Regarding girls. The one thing that helped me immensely is when I started thinking of women as "practice girlfriends."

Like this one chick I didn't really like her, but I found out she had a crush on me. In the past I would've just rejected her. But this time I decided to spend some time with her just to practice my game.

I made every awkward mistake in the book with her until at the end she didn't like me anymore. But I didn't care because she was just practice.

if I'd made these mistakes with a girl I really liked, then I'd be heartbroken. I'd obsess over everything I did wrong and feel like a loser.

So just date girls that you don't really like at first. Maybe they're not that attractive. But it's all just practice.

As your confidence grows then you slowly upgrade to girls that are a little better, until you can actually get a great one.
I like this approach thank you. Just get experience with any girl who shows interest.
 
My advice for a career...

The whole goal should be to make as much money as possible, while working the least amount of time as possible. Added to that, once you find that in a job that you actually like, you'll find that the work days go by fast, and then you have more time for hobbies like martial arts and music.

I always tell people to invest in real estate as it's fairly simple to get into, simple to research what's hot and not in any part of the world, and generally speaking it always eventually goes up. (not always, hence you have to research a little bit)

I can only tell you what's worked for me, but right now I make 6 figures a year, work 5 hours a day for half of the year. I actually like my job, and it gives me a ton of time to spend with my kids, hobbies (I'm a car/bike/outdoor guy) and to just enjoy life.

I used to make alot more money when I would work away from home working in the oil patch, but I had zero free time.


Regarding friends and women, I always tell people I talk to about that, don't rush it, it'll happen when it happens. Certain types of people generally attract to their own types, and sometimes that takes awhile. The less ya worry about it, the more likely it'll happen.
 
Knew it was going to all loop around to lack of women. Focus on becoming a top 10% earner in your area by the age of 30 and the women will come. Funny thing is you won't want to spend the time on 90% of them at that point.

Life is much better as a man (if successful) in 30s and 40s.
 
Sounds like you're on a good path. What's the problem?

→ **Provided information**
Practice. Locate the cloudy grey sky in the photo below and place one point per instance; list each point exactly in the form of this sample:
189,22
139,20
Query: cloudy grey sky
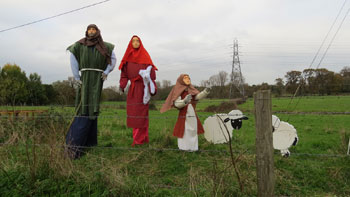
182,36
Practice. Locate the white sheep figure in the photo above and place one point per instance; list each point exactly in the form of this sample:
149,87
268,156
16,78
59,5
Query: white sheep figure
284,136
214,128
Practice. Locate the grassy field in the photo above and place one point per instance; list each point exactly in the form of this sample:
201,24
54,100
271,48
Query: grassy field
316,167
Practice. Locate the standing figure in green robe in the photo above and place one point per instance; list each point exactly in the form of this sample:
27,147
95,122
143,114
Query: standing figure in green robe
94,59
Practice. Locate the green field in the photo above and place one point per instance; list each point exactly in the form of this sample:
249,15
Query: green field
317,165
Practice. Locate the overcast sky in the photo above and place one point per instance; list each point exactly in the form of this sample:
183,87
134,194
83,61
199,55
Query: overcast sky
182,36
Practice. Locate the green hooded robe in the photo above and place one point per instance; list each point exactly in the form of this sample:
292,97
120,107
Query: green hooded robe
88,96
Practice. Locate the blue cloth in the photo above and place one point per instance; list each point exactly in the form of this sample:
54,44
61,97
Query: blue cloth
82,134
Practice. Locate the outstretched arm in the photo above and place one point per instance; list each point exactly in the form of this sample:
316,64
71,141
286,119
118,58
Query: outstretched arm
74,66
110,67
123,78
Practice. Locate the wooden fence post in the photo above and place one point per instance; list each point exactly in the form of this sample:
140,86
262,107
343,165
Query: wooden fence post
264,143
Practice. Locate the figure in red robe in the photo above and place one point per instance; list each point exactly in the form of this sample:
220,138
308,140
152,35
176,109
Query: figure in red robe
137,66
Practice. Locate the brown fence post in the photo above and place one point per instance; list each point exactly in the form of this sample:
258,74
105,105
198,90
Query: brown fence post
264,143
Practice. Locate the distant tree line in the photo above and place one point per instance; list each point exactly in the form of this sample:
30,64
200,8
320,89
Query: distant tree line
16,88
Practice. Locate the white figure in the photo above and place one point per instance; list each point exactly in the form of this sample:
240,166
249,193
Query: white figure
284,136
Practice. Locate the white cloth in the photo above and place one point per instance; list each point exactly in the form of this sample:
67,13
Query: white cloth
179,103
189,141
201,95
146,76
75,65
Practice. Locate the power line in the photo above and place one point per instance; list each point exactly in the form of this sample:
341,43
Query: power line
330,43
313,60
55,16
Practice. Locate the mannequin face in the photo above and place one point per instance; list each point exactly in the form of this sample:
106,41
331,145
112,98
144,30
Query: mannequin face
91,31
135,43
187,80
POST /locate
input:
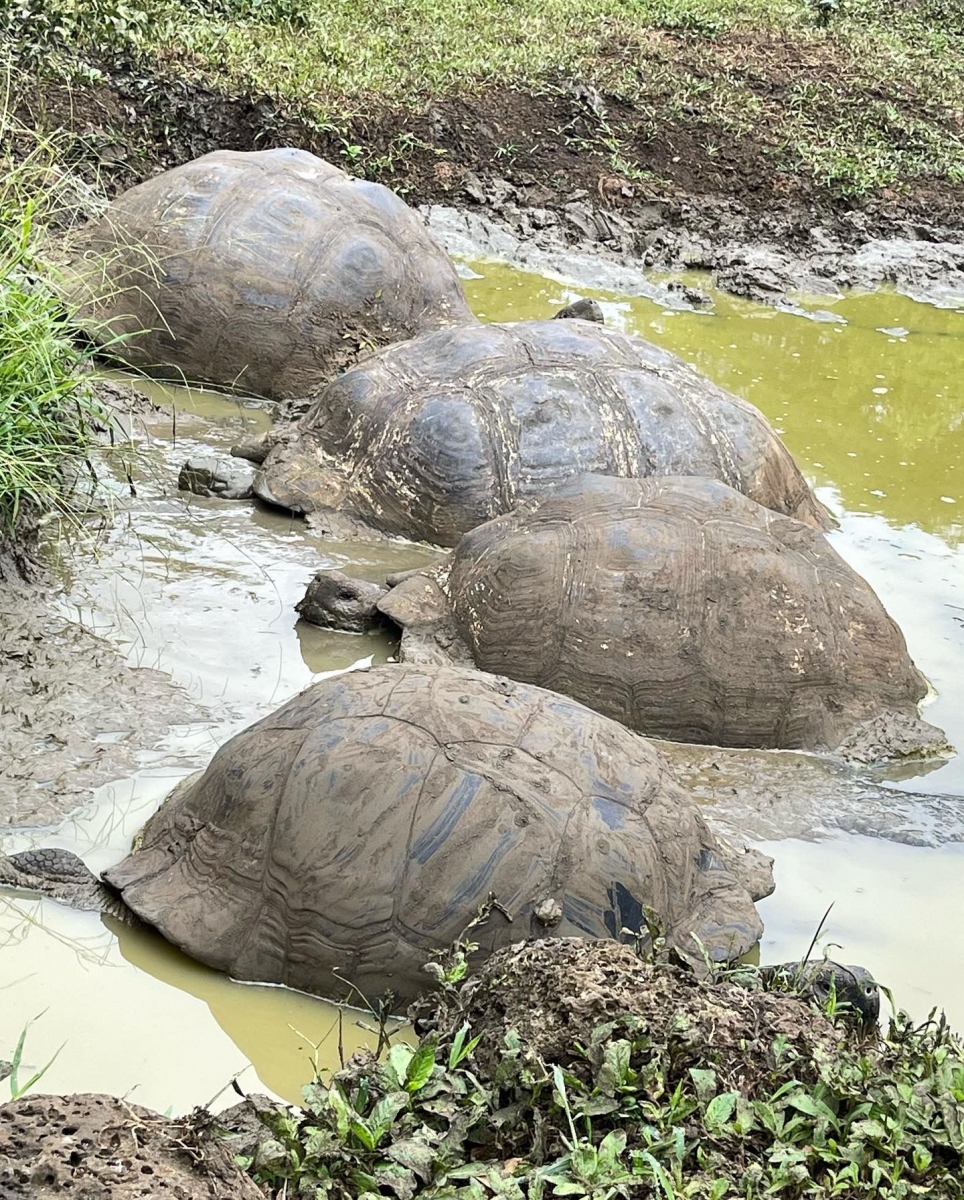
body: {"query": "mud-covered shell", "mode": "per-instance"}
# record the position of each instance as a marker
(268, 271)
(676, 606)
(363, 826)
(432, 437)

→ **Exercise aim**
Do these statements agree with the advice thread above? (a) The writer who recommends real estate says it always goes up, with no exceptions. (b) The writer who makes six figures works five hours a day for half of the year. (c) The writer who worked in the oil patch had more free time there than now. Answer yes or no for each, quoting the deciding words.

→ **Expected output**
(a) No: "(not always, hence you have to research a little bit)"
(b) Yes: "right now I make 6 figures a year, work 5 hours a day for half of the year"
(c) No: "but I had zero free time."